Task item ->
From the line containing "Target: ocean water" onward to the last line of the data below, copy each line exactly and add nothing.

'''

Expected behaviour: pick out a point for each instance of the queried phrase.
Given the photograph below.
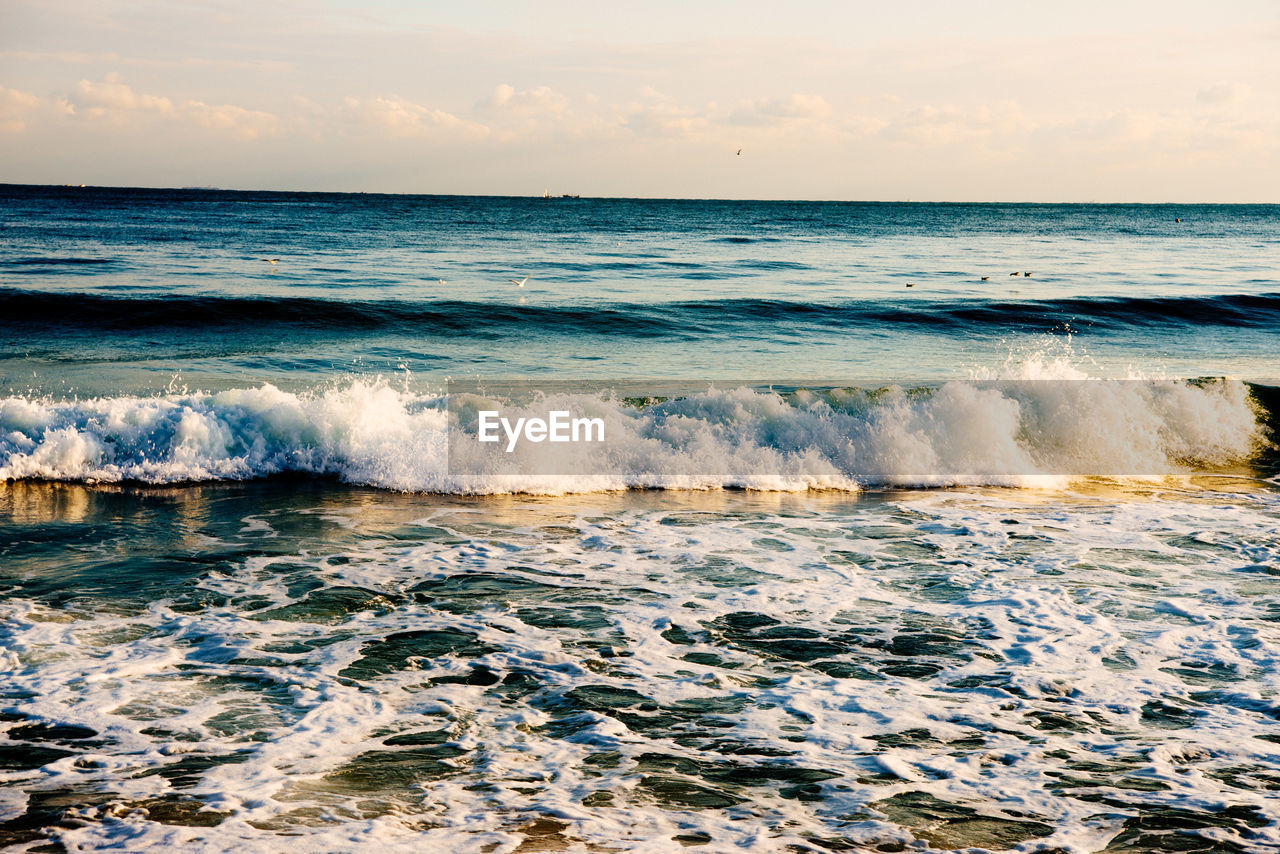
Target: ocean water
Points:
(881, 556)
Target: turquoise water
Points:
(246, 604)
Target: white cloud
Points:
(110, 97)
(16, 108)
(243, 123)
(1223, 94)
(401, 118)
(781, 109)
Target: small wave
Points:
(1009, 433)
(58, 261)
(680, 319)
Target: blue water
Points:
(104, 291)
(245, 606)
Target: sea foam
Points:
(1020, 430)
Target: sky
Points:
(984, 100)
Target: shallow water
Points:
(986, 668)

'''

Output of the task ->
Target: ocean water
Points:
(881, 556)
Target: turquoise water
Points:
(246, 604)
Target: white cloud
Points:
(110, 97)
(16, 108)
(243, 123)
(1223, 94)
(401, 118)
(781, 109)
Target: small wave
Points:
(1009, 433)
(58, 261)
(680, 319)
Target: blue water
Points:
(104, 291)
(245, 606)
Target: sea foam
Points:
(1020, 430)
Target: sky
Points:
(984, 100)
Target: shallow water
Points:
(986, 668)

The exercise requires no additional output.